— start Raw data —

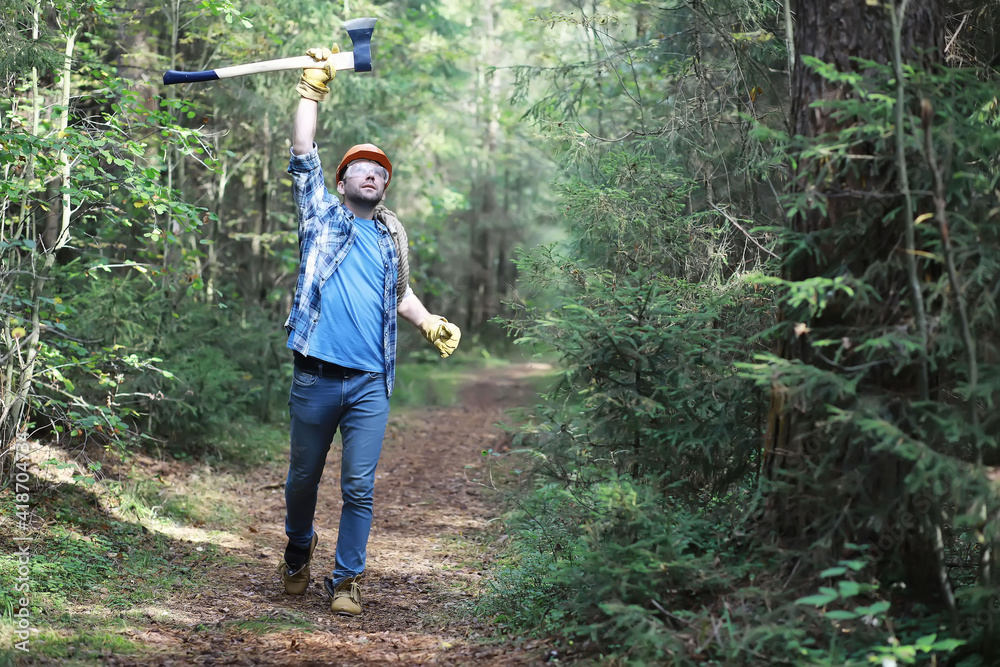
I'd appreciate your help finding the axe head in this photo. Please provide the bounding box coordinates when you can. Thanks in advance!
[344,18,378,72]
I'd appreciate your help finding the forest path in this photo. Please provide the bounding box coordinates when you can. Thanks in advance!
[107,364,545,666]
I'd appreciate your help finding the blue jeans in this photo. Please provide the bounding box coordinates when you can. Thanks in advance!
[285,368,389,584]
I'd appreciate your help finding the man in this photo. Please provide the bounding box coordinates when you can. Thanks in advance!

— end Raw data —

What you need to do – Reproduce the records verbatim, starting at the line containing "I'd appreciate your help finding the blue" and continuing through the end of the records, including both that line and the last one.

Task solution –
I'd appreciate your help finding the blue jeans in this photo. Please provide the bounding box coordinates when you can. Thanks in advance!
[285,368,389,584]
I'd appreciate your help finding the man in this photo. Please provide the bounding box coordinates when you can. Thanks in advance!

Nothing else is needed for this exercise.